# Dataset rows
###

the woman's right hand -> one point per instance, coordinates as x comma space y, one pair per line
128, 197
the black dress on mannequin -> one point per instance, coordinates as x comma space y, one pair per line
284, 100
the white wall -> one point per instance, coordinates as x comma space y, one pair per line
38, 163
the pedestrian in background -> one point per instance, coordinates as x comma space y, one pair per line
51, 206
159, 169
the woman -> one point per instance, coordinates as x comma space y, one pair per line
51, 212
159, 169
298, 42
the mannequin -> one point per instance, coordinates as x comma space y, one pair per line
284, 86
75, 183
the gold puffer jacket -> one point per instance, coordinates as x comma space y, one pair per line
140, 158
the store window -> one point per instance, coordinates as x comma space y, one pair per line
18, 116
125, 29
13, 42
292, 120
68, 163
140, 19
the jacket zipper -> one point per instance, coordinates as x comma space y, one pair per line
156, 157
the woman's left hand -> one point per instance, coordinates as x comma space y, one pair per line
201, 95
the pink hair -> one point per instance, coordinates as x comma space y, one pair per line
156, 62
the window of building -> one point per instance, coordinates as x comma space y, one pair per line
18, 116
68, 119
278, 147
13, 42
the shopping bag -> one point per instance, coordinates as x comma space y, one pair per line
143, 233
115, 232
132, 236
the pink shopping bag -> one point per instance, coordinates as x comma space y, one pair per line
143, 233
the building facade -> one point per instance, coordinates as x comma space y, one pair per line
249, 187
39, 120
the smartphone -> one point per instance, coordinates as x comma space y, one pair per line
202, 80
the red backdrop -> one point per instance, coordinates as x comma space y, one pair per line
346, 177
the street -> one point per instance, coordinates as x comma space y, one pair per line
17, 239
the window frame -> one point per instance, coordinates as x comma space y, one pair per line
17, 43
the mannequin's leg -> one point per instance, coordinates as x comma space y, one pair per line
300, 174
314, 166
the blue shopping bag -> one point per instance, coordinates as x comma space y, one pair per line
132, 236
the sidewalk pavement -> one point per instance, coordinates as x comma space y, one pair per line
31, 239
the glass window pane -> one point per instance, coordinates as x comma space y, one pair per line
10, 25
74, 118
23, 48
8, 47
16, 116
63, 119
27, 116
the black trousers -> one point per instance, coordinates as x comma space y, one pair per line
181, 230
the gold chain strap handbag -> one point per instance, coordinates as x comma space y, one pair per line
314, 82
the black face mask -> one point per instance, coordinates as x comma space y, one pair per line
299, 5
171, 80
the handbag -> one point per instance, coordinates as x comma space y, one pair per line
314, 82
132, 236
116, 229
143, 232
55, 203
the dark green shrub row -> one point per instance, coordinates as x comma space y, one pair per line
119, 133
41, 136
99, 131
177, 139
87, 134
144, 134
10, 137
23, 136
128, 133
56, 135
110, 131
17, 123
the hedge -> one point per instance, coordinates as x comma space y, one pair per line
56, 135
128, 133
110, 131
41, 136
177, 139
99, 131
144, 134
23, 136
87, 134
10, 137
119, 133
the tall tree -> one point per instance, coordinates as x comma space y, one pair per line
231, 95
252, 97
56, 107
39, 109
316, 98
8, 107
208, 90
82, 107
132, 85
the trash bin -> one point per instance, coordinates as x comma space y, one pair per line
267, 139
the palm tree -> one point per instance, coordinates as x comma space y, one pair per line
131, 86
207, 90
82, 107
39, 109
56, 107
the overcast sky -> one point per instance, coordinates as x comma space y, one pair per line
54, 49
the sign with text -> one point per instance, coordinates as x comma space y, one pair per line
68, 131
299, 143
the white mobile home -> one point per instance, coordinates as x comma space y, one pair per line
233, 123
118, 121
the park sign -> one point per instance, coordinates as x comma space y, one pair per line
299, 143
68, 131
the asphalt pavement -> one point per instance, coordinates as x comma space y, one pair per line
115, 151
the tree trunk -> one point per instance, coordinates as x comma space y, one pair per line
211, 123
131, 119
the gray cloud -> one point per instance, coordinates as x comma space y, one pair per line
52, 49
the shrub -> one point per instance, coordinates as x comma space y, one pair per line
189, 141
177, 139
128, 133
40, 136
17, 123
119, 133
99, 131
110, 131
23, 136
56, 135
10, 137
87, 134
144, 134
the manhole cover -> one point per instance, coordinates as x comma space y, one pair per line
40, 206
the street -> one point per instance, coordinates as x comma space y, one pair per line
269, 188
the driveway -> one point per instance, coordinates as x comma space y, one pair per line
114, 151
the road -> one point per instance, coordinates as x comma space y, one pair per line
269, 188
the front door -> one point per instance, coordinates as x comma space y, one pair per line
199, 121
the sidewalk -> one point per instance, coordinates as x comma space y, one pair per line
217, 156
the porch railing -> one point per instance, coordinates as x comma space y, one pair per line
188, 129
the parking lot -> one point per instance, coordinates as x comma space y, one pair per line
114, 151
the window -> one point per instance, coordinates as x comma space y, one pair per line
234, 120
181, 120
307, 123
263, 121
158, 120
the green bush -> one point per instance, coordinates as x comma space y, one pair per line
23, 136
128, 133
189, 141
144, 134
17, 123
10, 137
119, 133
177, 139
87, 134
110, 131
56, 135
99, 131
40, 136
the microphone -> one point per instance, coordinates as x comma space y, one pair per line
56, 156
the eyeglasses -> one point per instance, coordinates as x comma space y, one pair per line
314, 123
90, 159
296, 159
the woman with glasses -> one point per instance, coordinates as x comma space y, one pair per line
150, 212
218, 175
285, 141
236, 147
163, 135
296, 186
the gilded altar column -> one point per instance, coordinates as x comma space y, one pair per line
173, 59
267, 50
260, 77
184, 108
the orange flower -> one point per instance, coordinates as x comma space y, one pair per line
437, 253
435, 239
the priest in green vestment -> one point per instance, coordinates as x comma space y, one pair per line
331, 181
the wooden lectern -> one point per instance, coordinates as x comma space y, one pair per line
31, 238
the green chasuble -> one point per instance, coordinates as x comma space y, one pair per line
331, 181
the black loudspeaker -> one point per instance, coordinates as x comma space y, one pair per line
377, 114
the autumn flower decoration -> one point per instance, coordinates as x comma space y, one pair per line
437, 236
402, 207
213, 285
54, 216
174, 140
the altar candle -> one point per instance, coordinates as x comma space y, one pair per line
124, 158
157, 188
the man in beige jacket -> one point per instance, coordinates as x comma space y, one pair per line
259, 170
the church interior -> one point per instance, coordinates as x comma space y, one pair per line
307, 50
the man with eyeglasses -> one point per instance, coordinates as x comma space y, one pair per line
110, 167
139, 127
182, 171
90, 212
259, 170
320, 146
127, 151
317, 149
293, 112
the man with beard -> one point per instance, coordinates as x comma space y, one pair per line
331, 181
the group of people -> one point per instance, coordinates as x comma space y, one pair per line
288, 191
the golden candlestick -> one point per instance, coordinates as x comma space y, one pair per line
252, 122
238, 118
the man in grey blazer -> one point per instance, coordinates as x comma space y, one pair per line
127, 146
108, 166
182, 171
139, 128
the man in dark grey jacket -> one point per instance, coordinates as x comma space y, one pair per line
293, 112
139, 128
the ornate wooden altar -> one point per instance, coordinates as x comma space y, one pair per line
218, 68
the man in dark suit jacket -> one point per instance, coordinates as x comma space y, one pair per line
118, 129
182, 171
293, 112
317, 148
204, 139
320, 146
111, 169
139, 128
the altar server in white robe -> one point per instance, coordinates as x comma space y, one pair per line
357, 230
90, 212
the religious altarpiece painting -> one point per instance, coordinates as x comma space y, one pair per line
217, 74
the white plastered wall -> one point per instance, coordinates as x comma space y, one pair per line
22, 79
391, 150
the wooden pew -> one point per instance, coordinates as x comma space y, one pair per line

###

Swap every "instance" in all of the lines above for "object", and leave everything else unchanged.

the woman's right hand -> one point per object, coordinates as x comma space y, one pair per line
128, 197
the black dress on mannequin -> one point per object, coordinates as x comma space y, one pair per line
284, 100
the white wall -> one point per object, coordinates as x comma space y, one pair per line
38, 163
the pedestrian in background -> one point per object, coordinates as x comma space y, one pair per line
51, 206
159, 169
the woman -> one point per object, coordinates as x comma space y, one pair per line
51, 212
159, 169
298, 42
the mannequin -> one point per object, coordinates as x comma space y, one pair per line
284, 86
75, 183
the gold puffer jacket -> one point per object, coordinates as x comma space y, one pair per line
140, 158
the store window -> one point per object, coordinates as x comma space y, one pair per line
18, 116
125, 29
13, 42
292, 120
68, 163
140, 19
the jacket zipper -> one point per object, coordinates as x comma space y, one pair per line
156, 157
the woman's left hand -> one point per object, coordinates as x comma space y, one pair per line
201, 95
the pink hair -> one point per object, coordinates as x comma space y, one pair per line
156, 62
the window of building -> one point per object, coordinates as x comma space y, one pair per line
18, 116
68, 119
278, 147
13, 42
the shopping bag -> one point per object, coordinates as x comma space y, one pair per line
143, 233
115, 232
132, 236
the pink shopping bag -> one point per object, coordinates as x comma space y, one pair per line
143, 233
the building facade -> one point per object, coordinates as x comma space y, one pair per line
249, 187
39, 120
the smartphone -> one point per object, coordinates as x comma space y, one pair per line
202, 80
the red backdrop -> one point per object, coordinates as x comma space y, one pair per line
346, 177
the street -> one point per object, coordinates as x comma space y, one pair per line
17, 239
the window frame -> one point per object, coordinates as x comma space y, one pair per line
17, 43
the mannequin's leg -> one point per object, coordinates as x comma space y, one pair per line
300, 174
314, 166
the blue shopping bag -> one point per object, coordinates as x comma space y, one pair per line
132, 236
the sidewalk pavement -> one point per object, coordinates as x comma space y, one pair per line
31, 239
the glass window pane -> one point per object, coordinates as x comma space y, one pair per line
10, 25
74, 118
23, 48
8, 47
16, 116
63, 119
27, 116
the black trousers -> one point per object, coordinates as x comma space y, one pair per line
181, 230
the gold chain strap handbag -> one point per object, coordinates as x comma space y, one pair per line
314, 82
the black face mask -> one point per object, coordinates as x comma space y, one pair per line
299, 5
171, 80
the handbag -> one point per object, coordinates as x comma space y, one pair per line
314, 82
132, 236
116, 229
143, 232
55, 203
the dark green shrub row -> one point per object, coordinates as x comma space y, one pair per line
119, 133
41, 136
99, 131
177, 139
87, 134
144, 134
10, 137
23, 136
128, 133
56, 135
110, 131
17, 123
the hedge -> one point per object, coordinates as x comma space y, one pair per line
56, 135
128, 133
110, 131
41, 136
177, 139
99, 131
144, 134
23, 136
87, 134
10, 137
119, 133
the tall tree -> one point per object, coordinates as x comma space y, one pair per line
231, 95
252, 97
56, 107
39, 109
316, 98
8, 107
208, 90
82, 107
132, 85
the trash bin -> one point per object, coordinates as x comma space y, one pair per line
267, 139
the palm tree -> one point per object, coordinates as x comma space y, one pair per line
131, 86
207, 90
82, 107
39, 109
56, 107
the overcast sky -> one point per object, coordinates as x comma space y, one pair per line
54, 49
the sign with text -> one point per object, coordinates as x comma space y, one pair per line
68, 131
299, 143
the white mobile home -> one point per object, coordinates as x comma space y, one pair per line
233, 123
118, 121
the park sign -> one point per object, coordinates as x comma space y, one pair per line
299, 143
68, 131
the asphalt pavement -> one point per object, coordinates as x comma space y, one pair per line
115, 151
the tree trunk -> one point per object, coordinates as x comma space y, one pair per line
211, 123
131, 119
the gray cloud -> one point per object, coordinates as x comma space y, one pair per line
52, 49
the shrub -> one point per object, coordinates as x comma space y, one pair per line
189, 141
177, 139
128, 133
40, 136
17, 123
119, 133
99, 131
110, 131
23, 136
56, 135
10, 137
87, 134
144, 134
the manhole cover -> one point per object, coordinates as x comma space y, one pair per line
40, 206
the street -> one point per object, coordinates as x comma space y, one pair per line
269, 188
the driveway -> one point per object, coordinates as x comma space y, one pair per line
114, 151
the road -> one point per object, coordinates as x comma space y, one pair per line
269, 188
the front door -> one point per object, coordinates as x comma space y, one pair per line
199, 121
the sidewalk -> one point per object, coordinates as x comma space y, one pair per line
217, 156
the porch railing -> one point per object, coordinates as x comma space y, one pair per line
188, 129
the parking lot -> one point per object, coordinates as x comma space y, one pair per line
114, 151
the window -> one point per object, coordinates as x comma space y, one pair per line
234, 120
181, 120
307, 123
263, 121
158, 120
the green bush -> one point per object, coordinates as x comma space y, one pair per line
23, 136
128, 133
189, 141
144, 134
17, 123
10, 137
119, 133
177, 139
87, 134
110, 131
56, 135
99, 131
40, 136
the microphone -> one point per object, coordinates as x comma space y, one pair per line
56, 156
the eyeglasses -> one point per object, coordinates as x comma space y, one pair per line
314, 123
90, 159
296, 159
the woman with glasses -> one point per object, coordinates as x comma space y, one pair per line
150, 212
218, 175
285, 141
236, 147
163, 135
296, 186
the gilded altar column -> one point per object, coordinates as x comma space y, one pair per line
173, 59
267, 50
260, 77
184, 108
the orange flower -> one point per object, coordinates as x comma space y, one pair per line
437, 253
435, 239
the priest in green vestment -> one point per object, coordinates as x comma space y, one pair per line
331, 181
the wooden lectern -> one point per object, coordinates as x comma space y, one pair per line
31, 238
the green chasuble -> one point per object, coordinates as x comma space y, one pair per line
331, 181
the black loudspeaker -> one point per object, coordinates as x comma space y, one pair per line
377, 114
the autumn flower decoration -> one point per object, coordinates as x comma space y, one pair per line
437, 236
402, 207
213, 285
54, 216
174, 140
the altar candle -> one point per object, coordinates as x comma space y, one pair per line
124, 158
157, 188
the man in beige jacket -> one point per object, coordinates as x comma space y, one pair per line
259, 170
the church interior -> one point per object, coordinates as x comma space y, one pair per line
307, 50
the man with eyeglasses -> one point per object, coordinates as x comma space y, one pair per line
110, 167
139, 127
182, 171
90, 212
259, 170
320, 146
127, 151
317, 149
293, 112
the man with beard -> one point per object, coordinates as x comma space y, one pair per line
331, 181
the group of people -> one point per object, coordinates as x comma space y, one pair per line
288, 191
the golden candlestick -> one point per object, coordinates as x comma space y, one pair per line
252, 122
238, 118
the man in grey blazer -> one point per object, coordinates as x comma space y, one pair per line
127, 146
108, 166
182, 171
139, 128
the man in dark grey jacket -> one point per object, coordinates as x comma space y, one pair per line
293, 112
139, 128
the ornate wooden altar -> one point per object, coordinates as x comma space y, one pair per line
218, 68
the man in dark suit jacket -> one point per object, coordinates as x comma space y, one pair per line
118, 129
182, 171
293, 112
317, 148
204, 139
320, 146
111, 169
139, 128
the altar server in white robe -> one point per object, coordinates as x comma space y, one pair per line
357, 230
90, 212
the religious altarpiece painting -> one point per object, coordinates as x comma space y, one pair per line
217, 74
the white plastered wall -> one point per object, coordinates as x comma space y, one pair per line
22, 79
391, 150
the wooden pew -> one point per object, coordinates as x comma space y, one pair per line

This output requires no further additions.